Instructions for the task: Transcribe every line exactly and omit anything that is a picture.

Dataset:
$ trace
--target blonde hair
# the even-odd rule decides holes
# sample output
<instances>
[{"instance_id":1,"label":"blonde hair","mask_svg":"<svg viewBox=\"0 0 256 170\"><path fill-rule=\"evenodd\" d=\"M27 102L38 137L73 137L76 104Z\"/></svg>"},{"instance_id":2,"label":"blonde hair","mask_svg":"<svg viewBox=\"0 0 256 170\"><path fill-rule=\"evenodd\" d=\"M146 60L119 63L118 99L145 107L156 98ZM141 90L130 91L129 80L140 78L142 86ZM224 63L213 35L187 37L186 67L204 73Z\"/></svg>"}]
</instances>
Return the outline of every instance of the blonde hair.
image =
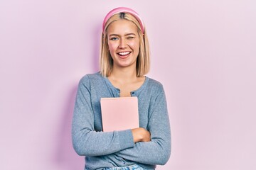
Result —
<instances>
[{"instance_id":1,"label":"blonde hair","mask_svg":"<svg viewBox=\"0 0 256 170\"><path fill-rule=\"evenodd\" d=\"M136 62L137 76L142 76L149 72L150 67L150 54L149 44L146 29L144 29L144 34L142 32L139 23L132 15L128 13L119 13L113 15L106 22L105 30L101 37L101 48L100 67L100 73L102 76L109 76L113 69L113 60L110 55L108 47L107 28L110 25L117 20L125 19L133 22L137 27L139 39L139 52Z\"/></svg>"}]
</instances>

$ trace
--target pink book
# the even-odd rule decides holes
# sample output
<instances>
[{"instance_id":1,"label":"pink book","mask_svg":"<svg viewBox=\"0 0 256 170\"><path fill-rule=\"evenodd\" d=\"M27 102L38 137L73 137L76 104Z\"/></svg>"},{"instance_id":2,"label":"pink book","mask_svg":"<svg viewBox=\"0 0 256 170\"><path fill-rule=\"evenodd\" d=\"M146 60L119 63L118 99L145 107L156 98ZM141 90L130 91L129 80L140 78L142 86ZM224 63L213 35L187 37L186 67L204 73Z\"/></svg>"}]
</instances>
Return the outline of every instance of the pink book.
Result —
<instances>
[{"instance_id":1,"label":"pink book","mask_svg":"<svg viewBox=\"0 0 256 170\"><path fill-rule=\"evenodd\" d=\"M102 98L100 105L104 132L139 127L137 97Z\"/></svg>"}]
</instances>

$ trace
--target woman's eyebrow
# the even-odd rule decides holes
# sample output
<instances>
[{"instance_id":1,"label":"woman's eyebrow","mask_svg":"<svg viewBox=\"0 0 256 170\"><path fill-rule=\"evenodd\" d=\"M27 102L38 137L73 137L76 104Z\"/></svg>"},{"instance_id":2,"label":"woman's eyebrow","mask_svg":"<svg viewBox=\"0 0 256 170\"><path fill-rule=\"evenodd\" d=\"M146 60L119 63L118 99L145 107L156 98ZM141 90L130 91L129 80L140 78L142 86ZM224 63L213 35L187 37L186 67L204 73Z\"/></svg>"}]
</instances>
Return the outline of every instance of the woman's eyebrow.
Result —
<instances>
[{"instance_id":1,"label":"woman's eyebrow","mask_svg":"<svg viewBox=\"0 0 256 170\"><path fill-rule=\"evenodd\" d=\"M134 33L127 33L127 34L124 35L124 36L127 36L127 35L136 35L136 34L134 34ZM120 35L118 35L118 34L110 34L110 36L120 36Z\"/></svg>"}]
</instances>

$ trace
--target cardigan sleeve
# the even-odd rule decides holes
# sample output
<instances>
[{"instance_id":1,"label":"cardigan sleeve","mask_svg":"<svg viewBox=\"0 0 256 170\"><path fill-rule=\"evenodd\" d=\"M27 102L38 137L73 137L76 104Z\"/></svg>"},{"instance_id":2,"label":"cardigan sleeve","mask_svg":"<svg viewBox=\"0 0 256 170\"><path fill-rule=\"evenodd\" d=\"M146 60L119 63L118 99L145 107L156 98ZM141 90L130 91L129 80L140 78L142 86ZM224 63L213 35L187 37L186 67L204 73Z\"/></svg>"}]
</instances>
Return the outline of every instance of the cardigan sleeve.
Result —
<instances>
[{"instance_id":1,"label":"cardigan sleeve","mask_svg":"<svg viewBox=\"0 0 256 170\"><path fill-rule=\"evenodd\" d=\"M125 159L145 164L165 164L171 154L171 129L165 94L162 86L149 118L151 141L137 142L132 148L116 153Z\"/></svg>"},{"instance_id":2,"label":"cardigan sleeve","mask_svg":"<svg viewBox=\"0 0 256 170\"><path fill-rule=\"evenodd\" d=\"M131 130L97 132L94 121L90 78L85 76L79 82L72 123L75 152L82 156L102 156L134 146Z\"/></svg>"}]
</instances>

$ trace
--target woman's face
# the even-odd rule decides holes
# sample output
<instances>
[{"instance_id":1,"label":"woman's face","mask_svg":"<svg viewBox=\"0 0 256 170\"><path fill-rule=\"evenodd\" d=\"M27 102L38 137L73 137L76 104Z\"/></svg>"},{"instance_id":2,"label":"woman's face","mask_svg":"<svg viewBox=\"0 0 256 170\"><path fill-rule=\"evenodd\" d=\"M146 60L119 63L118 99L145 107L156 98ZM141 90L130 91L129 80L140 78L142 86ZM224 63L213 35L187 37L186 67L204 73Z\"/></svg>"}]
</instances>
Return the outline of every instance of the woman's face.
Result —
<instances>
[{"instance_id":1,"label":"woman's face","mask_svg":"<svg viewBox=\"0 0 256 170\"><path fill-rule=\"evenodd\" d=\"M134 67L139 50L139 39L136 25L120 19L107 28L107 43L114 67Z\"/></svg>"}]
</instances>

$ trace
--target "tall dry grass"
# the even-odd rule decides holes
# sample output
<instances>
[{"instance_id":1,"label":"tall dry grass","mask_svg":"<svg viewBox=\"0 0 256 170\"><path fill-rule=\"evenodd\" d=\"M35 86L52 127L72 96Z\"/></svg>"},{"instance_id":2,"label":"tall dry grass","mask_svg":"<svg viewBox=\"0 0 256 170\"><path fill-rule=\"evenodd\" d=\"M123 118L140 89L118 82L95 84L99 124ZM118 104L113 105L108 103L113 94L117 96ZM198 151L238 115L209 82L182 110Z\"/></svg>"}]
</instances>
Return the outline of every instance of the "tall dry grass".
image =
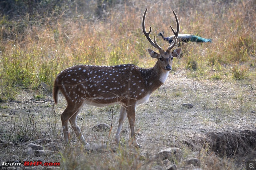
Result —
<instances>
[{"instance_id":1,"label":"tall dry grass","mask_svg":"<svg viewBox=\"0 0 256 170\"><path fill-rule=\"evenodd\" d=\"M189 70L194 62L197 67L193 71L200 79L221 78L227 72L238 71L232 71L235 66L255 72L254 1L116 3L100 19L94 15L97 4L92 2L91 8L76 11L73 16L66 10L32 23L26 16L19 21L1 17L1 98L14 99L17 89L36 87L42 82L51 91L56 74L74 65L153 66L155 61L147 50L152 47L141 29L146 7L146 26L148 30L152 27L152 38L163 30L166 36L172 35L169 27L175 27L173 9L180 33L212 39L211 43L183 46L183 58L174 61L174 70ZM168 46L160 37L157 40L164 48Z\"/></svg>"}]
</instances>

Response:
$ trace
--target blonde hair
# the even-odd rule decides holes
# sample output
<instances>
[{"instance_id":1,"label":"blonde hair","mask_svg":"<svg viewBox=\"0 0 256 170\"><path fill-rule=\"evenodd\" d=\"M27 102L38 137L73 137L76 104Z\"/></svg>"},{"instance_id":2,"label":"blonde hair","mask_svg":"<svg viewBox=\"0 0 256 170\"><path fill-rule=\"evenodd\" d=\"M146 60L119 63L118 99L145 107L156 98ZM141 90L130 91L129 80L140 78L142 86ZM224 63L213 35L187 37L186 67L204 73Z\"/></svg>"}]
</instances>
Return the outline of every instance of the blonde hair.
image =
Result —
<instances>
[{"instance_id":1,"label":"blonde hair","mask_svg":"<svg viewBox=\"0 0 256 170\"><path fill-rule=\"evenodd\" d=\"M136 62L137 76L142 76L149 72L150 67L150 54L149 44L146 29L144 29L144 34L142 32L139 23L132 15L128 13L119 13L113 15L106 22L105 30L101 37L101 48L100 67L100 73L102 76L109 76L113 69L113 60L110 55L108 47L107 28L110 25L117 20L125 19L133 22L137 27L139 39L139 52Z\"/></svg>"}]
</instances>

$ trace
--target pink book
# the even-odd rule decides holes
# sample output
<instances>
[{"instance_id":1,"label":"pink book","mask_svg":"<svg viewBox=\"0 0 256 170\"><path fill-rule=\"evenodd\" d=\"M27 102L38 137L73 137L76 104Z\"/></svg>"},{"instance_id":2,"label":"pink book","mask_svg":"<svg viewBox=\"0 0 256 170\"><path fill-rule=\"evenodd\" d=\"M146 60L119 63L118 99L145 107L156 98ZM141 90L130 91L129 80L140 78L142 86ZM224 63L213 35L187 37L186 67L204 73Z\"/></svg>"}]
</instances>
Return the outline of every instance of the pink book.
Result —
<instances>
[{"instance_id":1,"label":"pink book","mask_svg":"<svg viewBox=\"0 0 256 170\"><path fill-rule=\"evenodd\" d=\"M102 98L100 105L104 132L139 127L137 97Z\"/></svg>"}]
</instances>

$ trace
--target woman's eyebrow
# the even-odd rule decides holes
# sample output
<instances>
[{"instance_id":1,"label":"woman's eyebrow","mask_svg":"<svg viewBox=\"0 0 256 170\"><path fill-rule=\"evenodd\" d=\"M27 102L38 137L73 137L76 104Z\"/></svg>"},{"instance_id":2,"label":"woman's eyebrow","mask_svg":"<svg viewBox=\"0 0 256 170\"><path fill-rule=\"evenodd\" d=\"M146 60L119 63L118 99L145 107L156 98ZM141 90L130 91L129 80L140 78L142 86ZM224 63L213 35L187 37L186 67L204 73Z\"/></svg>"}]
</instances>
Return the outline of every instance of the woman's eyebrow.
Result —
<instances>
[{"instance_id":1,"label":"woman's eyebrow","mask_svg":"<svg viewBox=\"0 0 256 170\"><path fill-rule=\"evenodd\" d=\"M134 33L127 33L127 34L124 35L124 36L127 36L127 35L136 35L136 34L134 34ZM120 35L118 35L118 34L110 34L110 36L120 36Z\"/></svg>"}]
</instances>

$ trace
--target cardigan sleeve
# the even-odd rule decides holes
# sample output
<instances>
[{"instance_id":1,"label":"cardigan sleeve","mask_svg":"<svg viewBox=\"0 0 256 170\"><path fill-rule=\"evenodd\" d=\"M27 102L38 137L73 137L76 104Z\"/></svg>"},{"instance_id":2,"label":"cardigan sleeve","mask_svg":"<svg viewBox=\"0 0 256 170\"><path fill-rule=\"evenodd\" d=\"M146 60L119 63L118 99L145 107L156 98ZM141 90L130 91L129 80L140 78L142 86ZM224 63L213 35L187 37L186 67L204 73Z\"/></svg>"}]
</instances>
Return the outline of every instance of the cardigan sleeve.
Result —
<instances>
[{"instance_id":1,"label":"cardigan sleeve","mask_svg":"<svg viewBox=\"0 0 256 170\"><path fill-rule=\"evenodd\" d=\"M125 159L145 164L165 164L171 154L171 129L165 94L162 86L149 118L151 141L137 142L132 148L116 153Z\"/></svg>"},{"instance_id":2,"label":"cardigan sleeve","mask_svg":"<svg viewBox=\"0 0 256 170\"><path fill-rule=\"evenodd\" d=\"M131 130L97 132L94 121L90 78L85 76L79 82L72 123L75 152L82 156L102 156L134 146Z\"/></svg>"}]
</instances>

$ trace
--target woman's face
# the even-odd rule decides holes
# sample output
<instances>
[{"instance_id":1,"label":"woman's face","mask_svg":"<svg viewBox=\"0 0 256 170\"><path fill-rule=\"evenodd\" d=\"M27 102L38 137L73 137L76 104Z\"/></svg>"},{"instance_id":2,"label":"woman's face","mask_svg":"<svg viewBox=\"0 0 256 170\"><path fill-rule=\"evenodd\" d=\"M146 60L119 63L118 99L145 107L156 98ZM141 90L130 91L129 80L140 78L142 86ZM224 63L213 35L187 37L186 67L204 73Z\"/></svg>"}]
</instances>
Return the outline of every instance of the woman's face.
Result —
<instances>
[{"instance_id":1,"label":"woman's face","mask_svg":"<svg viewBox=\"0 0 256 170\"><path fill-rule=\"evenodd\" d=\"M134 67L139 50L139 39L136 25L120 19L107 28L107 43L114 67Z\"/></svg>"}]
</instances>

$ trace
--target "tall dry grass"
# the even-odd rule decides holes
# sample output
<instances>
[{"instance_id":1,"label":"tall dry grass","mask_svg":"<svg viewBox=\"0 0 256 170\"><path fill-rule=\"evenodd\" d=\"M35 86L52 127L72 96Z\"/></svg>"},{"instance_id":2,"label":"tall dry grass","mask_svg":"<svg viewBox=\"0 0 256 170\"><path fill-rule=\"evenodd\" d=\"M123 118L140 89L118 82L95 84L99 124ZM118 104L113 105L108 103L113 94L117 96ZM198 151L238 115L209 82L182 110Z\"/></svg>"}]
</instances>
Return the outline of every instance of the "tall dry grass".
image =
Result —
<instances>
[{"instance_id":1,"label":"tall dry grass","mask_svg":"<svg viewBox=\"0 0 256 170\"><path fill-rule=\"evenodd\" d=\"M189 70L194 62L197 67L193 71L200 79L221 78L227 72L238 71L232 71L235 66L255 72L254 1L116 3L100 19L94 15L97 4L92 2L91 8L76 11L73 16L66 10L32 23L26 16L19 21L1 17L1 98L14 99L17 89L36 87L42 82L51 91L56 74L74 65L153 66L155 61L147 50L152 47L141 29L146 7L146 26L148 30L152 27L152 38L163 30L166 36L172 35L169 27L175 27L173 9L180 33L212 39L211 43L183 46L183 58L174 61L174 70ZM168 46L160 37L157 40L164 48Z\"/></svg>"}]
</instances>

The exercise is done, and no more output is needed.